Request 1: According to the text on infrared sources, what does the F-35 use as a coolant?

Text provided:
Other than the engines themselves and their exhaust, there are other sources of IR radiation. Any moving objects have to push the air out of the way. If object is fast – for example, an aircraft flying at high subsonic or supersonic speeds – air cannot move out of the way quickly enough. This leads to compression of the air in front of the aircraft, which in turn leads to heating of said air. At Mach 1,7, a supercruising fighter generates shock cones with stagnation temperature of 87 degrees Celsius; shock cone forms above Mach 0,8 and at around Mach 1 it achieves temperature of -13 degrees Celsius. Shock cone also increases frontal area presented to the sensor about 10 times (its diameter depends largely on aircraft’s wing span). As the air moves out of the way for the aircraft, it also creates significant friction with the aircraft itself, leading to heating of the aircraft’s skin. In a jet fighter, hottest parts of the airframe other than the engine nozzles are tip of the nose, front of the canopy, as well as leading edges (of wings, tail(s) and air intakes).
As mentioned before, MiG-31 would heat up to 760 degrees Celsius during intercepts due to aerodynamic heating alone. Airframe temperature due to friction can reach -29 degrees Celsius at Mach 0,8, 54,4 degrees Celsius at Mach 1,6, 83,3 degrees Celsius at Mach 1,8 and 116,8 degrees Celsius at Mach 2,0. F-22 has two pitot tubes – one at each side of the nose – which are heated to 270* C during flight operations to prevent them from icing at high altitude. Avionics have to be cooled – especially radar. Heat exhaust is typically located at fighter’s upper surface – just behind the cockpit in Gripen, and about one canopy length behind it for the F-22. F-35 is in even worse situation since it uses fuel as a coolant, and said fuel completely surrounds its engine. This has the effect of increasing its IR signature as well as the possibility of bursting into flames if hit.

Request 2: Work out how many lines of the rows contain the word "window" and give only that number.

(Dataset items)
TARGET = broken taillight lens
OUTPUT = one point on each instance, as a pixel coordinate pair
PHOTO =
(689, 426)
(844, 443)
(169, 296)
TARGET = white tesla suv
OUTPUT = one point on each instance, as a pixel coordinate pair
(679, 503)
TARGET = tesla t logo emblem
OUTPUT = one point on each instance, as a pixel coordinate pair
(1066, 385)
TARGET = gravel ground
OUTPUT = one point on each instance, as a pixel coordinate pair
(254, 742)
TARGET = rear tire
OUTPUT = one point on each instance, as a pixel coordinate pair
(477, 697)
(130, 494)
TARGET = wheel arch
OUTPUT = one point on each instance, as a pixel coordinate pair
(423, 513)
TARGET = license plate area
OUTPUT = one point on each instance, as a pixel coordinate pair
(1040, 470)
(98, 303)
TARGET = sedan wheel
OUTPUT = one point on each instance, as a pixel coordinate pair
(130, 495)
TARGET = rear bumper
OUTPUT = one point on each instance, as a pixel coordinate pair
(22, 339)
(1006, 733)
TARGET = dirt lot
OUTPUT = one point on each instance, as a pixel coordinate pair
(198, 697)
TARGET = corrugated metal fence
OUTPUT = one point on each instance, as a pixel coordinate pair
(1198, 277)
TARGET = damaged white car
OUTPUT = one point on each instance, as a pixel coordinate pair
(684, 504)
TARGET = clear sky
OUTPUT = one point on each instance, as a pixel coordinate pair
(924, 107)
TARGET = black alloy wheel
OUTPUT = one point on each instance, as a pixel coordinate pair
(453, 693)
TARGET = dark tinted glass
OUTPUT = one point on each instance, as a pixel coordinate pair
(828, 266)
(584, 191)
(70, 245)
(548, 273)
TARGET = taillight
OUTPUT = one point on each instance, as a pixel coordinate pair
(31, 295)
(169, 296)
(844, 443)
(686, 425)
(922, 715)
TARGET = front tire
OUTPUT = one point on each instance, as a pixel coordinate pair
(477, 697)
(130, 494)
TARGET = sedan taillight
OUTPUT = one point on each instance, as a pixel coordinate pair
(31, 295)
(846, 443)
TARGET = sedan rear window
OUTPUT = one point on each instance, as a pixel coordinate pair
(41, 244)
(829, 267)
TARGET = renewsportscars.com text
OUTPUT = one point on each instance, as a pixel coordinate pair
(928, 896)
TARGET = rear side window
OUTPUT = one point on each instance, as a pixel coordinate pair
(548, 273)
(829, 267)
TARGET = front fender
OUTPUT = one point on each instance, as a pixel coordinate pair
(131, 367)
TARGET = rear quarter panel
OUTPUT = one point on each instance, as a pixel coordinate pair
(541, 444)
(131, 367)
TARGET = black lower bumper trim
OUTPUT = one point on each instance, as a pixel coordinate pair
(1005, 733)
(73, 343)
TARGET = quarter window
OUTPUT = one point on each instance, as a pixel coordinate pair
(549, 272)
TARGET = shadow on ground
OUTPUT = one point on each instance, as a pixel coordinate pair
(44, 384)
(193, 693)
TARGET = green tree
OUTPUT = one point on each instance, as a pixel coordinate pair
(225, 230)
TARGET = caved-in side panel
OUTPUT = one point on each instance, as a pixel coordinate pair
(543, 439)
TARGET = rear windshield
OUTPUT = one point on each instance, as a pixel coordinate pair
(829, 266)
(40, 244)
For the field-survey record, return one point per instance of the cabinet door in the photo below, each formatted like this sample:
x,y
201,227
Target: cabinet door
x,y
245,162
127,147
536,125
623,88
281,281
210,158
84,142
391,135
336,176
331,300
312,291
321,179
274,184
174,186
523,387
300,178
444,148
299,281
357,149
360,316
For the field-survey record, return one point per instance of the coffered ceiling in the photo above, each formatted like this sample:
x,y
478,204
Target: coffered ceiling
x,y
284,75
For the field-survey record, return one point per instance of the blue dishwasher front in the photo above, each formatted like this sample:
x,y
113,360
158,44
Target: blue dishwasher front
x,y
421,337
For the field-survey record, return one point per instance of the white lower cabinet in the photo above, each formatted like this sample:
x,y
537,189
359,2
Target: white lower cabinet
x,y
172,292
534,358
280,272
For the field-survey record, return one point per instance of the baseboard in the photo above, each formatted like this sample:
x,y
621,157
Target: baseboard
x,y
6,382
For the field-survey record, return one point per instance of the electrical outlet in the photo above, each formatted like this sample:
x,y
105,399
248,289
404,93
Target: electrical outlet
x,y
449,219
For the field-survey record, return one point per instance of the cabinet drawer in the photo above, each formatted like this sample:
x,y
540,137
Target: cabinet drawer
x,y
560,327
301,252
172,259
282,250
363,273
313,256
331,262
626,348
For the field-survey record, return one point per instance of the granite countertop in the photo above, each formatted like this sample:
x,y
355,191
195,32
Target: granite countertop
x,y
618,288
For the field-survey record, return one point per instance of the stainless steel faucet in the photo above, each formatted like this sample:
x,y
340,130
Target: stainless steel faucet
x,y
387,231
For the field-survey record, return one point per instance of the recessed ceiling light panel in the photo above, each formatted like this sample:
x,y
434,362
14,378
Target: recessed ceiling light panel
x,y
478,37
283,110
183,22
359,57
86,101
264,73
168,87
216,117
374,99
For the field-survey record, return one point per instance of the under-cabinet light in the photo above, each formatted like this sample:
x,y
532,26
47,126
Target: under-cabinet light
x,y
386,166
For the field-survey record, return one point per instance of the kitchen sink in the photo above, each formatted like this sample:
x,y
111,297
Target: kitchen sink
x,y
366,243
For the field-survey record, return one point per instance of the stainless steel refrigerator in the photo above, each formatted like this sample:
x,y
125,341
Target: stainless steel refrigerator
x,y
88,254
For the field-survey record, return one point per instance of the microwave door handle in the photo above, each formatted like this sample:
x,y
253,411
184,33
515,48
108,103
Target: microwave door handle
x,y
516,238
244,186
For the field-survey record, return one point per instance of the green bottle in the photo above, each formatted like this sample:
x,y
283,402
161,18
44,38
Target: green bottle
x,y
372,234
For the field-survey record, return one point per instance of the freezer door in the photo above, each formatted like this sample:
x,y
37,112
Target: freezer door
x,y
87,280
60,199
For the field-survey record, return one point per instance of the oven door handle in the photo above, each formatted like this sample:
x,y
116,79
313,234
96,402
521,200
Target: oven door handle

Result 1: The F-35 uses fuel as a coolant.

Result 2: 3